◆ **Selection**
══════════════════════════════

Quote from: Richard on 24 October, 2023, 11:11:35 PMThank you Bootington, I haven't read Stormslayer but I had wondered about that one. Mr Green has written some excellent FF books, and this one seems to have some good art too.

Yes and yes! There's some lovely art in this one, quite an old school feel.
I reckon this book is worth your time. It's recognisably Jon Green's work and a good one: it's also reasonably forgiving in that it takes a non-linear approach and a lack of key items makes your life harder but isn't insta-death. There's a LOT of fighting in it though so a decent skill score is essential.
You're a dark horse, Boots.

Barrington Boots

Stormslayer pt. 2

Having perished on the 'water' segment due to lacking some seemingly useful items, I just restart back after I beat earth and this time elect to go to the Howling Plains to pursue air instead. I pass through Tannatown, where I get a big hero welcome and a full stamina refresh, and then it's onto the inhospitable windswept deserts of the plains. Dust storms are a constant hazard here so I set out wrapped in cloth about my face and wary of the need for shelter. I've been plodding along for less than a day when the first storm appears on the horizon, and as it grows closer, I can make out a brightly coloured object being tossed about in the gusts, and that soon resolves into a balloon, complete with basket and helpless rider, their voice just audible above the wind calling for aid. To my horror and complete lack of surprise the storm itself contains a sand elemental, forming itself out of grit and dust and attempting to swallow the balloon and its inhabitant. I rush to aid them, battling the very storm itself - not sure how that works, but I put it out of commission and once it has dissipated the balloon rider introduces himself as Corbo Rundum, an inventor from a nearby town who had taken it upon himself to investigate the rumours of the skyship after strange weather, droughts and so on began ravaging his land. He says he owes me one and gives me some fairly useless advice, but I'm a big hero so I suggest he head on to Chalannabrad to petition the college of mages for aid whilst I press on with my quest.
Leaving Corbo fixing his balloon I push south for several days until I arrive at the delightfully named Screaming Canyons, so named both for the wind that howls through them, and the warlike tribes of birdmen that dwell within. The canyons are a bit of a maze and I wander here for a while aiming to get to a towering spire of rock. A vicious encounter with a pair of birdmen who ambush me in the narrow passages leaves me near dead and scoffing provisions. Eventually I arrive at the spire which I ascend with my rope, navigating crumbling ledges and sharp overhangs to reach a natural arch near the summit, within which awaits a red-cloaked figure.
As the wind stirs up, the figure asks my purpose and I beg for aid. After answering a straightforward riddle the figure decides my riddle-skills make my worthy and offers the aid of the Air Elemental Zephyrus, the West Wind, to defeat Sturm who has captured the North Wind, Boreas. It then gently drops me back to the floor of the canyon. Second elemental is done!

══════════════════════════════

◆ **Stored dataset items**

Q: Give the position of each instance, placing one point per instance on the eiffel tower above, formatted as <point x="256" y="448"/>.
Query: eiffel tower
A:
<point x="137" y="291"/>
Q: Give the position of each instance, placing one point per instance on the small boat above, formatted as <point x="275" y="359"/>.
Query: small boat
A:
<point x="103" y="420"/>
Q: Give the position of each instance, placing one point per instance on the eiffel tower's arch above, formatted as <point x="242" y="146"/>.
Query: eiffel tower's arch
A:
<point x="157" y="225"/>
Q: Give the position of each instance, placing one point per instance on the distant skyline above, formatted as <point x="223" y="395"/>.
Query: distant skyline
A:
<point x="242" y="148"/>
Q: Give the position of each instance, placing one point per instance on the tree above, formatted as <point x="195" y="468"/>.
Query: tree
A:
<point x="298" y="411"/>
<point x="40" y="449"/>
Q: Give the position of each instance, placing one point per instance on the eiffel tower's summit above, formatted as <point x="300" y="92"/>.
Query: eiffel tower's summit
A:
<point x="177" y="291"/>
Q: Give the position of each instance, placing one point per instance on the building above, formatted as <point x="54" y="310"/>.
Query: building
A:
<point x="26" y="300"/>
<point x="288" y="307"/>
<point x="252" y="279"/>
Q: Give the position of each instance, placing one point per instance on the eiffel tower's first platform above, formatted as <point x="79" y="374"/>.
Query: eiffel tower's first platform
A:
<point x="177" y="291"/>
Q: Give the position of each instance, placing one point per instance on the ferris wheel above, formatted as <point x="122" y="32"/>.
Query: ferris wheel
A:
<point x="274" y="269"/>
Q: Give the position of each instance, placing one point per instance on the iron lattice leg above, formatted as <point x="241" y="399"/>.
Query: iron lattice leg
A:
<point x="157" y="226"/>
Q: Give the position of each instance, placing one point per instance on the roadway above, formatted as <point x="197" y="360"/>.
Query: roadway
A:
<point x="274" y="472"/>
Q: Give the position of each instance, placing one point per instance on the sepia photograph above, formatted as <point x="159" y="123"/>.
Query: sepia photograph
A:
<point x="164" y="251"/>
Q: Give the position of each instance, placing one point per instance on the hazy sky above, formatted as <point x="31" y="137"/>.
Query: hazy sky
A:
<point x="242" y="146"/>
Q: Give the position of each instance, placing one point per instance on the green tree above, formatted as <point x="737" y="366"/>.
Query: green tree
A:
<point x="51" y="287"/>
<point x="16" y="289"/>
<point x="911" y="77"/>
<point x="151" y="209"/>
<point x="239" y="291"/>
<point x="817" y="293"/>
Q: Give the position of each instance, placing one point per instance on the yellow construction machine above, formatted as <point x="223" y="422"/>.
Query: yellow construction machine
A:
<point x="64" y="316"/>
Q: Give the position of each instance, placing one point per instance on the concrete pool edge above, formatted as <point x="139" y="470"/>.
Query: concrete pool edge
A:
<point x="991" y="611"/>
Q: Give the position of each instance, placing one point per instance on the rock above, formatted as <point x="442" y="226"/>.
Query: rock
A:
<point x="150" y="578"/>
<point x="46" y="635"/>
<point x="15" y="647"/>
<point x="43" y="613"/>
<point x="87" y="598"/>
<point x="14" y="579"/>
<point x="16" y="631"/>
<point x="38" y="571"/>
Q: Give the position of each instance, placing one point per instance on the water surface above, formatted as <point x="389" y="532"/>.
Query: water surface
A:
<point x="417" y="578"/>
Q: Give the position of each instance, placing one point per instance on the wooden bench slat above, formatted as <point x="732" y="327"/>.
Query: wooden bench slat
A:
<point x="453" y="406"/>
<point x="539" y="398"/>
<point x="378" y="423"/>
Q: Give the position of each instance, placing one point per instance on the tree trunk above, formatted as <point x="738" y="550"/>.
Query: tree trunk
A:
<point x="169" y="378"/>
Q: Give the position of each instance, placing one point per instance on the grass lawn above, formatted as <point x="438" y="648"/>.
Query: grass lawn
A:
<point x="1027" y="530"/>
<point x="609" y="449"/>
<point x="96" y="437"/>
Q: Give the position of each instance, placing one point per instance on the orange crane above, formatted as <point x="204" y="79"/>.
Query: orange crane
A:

══════════════════════════════

◆ **Parts of the exercise**
• a. In the Stormslayer playthrough, who does the balloon rider say he is?
• b. Extend the Stormslayer playthrough with a few more sentences that follow on from its final line.

◆ **Results**
• a. Corbo Rundum, an inventor from a nearby town.

• b.
I've no desire to attempt the sea segment again so its off instead to Mount Pyre for a spot of fire-themed adventure. I head south and find the land blighted by drought and earthquake, with refugees fleeing west. I boldly press on into the desolation, battle a giant worm, and arrive at the shores of Lake Cauldron where I can take a boat up the River of Fire to Mount Pyre itself. Now here I get a bit sneaky: it's nearly Fireday on the calendar, and I don't fancy facing any powered up fire enemies, so I opt instead for a long walk upriver to move the days of the week on a bit and past Fireday. I do have to fight a bunch of Hobgoblin bandits enroute, but they are no match for my skills and I leave them bleeding out in the dust.
Eventually I arrive at Mount Pyre itself, belching smoke and flame into the sky, and find my way to the entrance to the fabled Fire Tunnels that lead into the mountain itself. Inside, the tunnels are blisteringly hot and the air thick with smoke. I get attacked by some kind of batwinged monster, and when I go to look at its nest I get badly bitten by more of them.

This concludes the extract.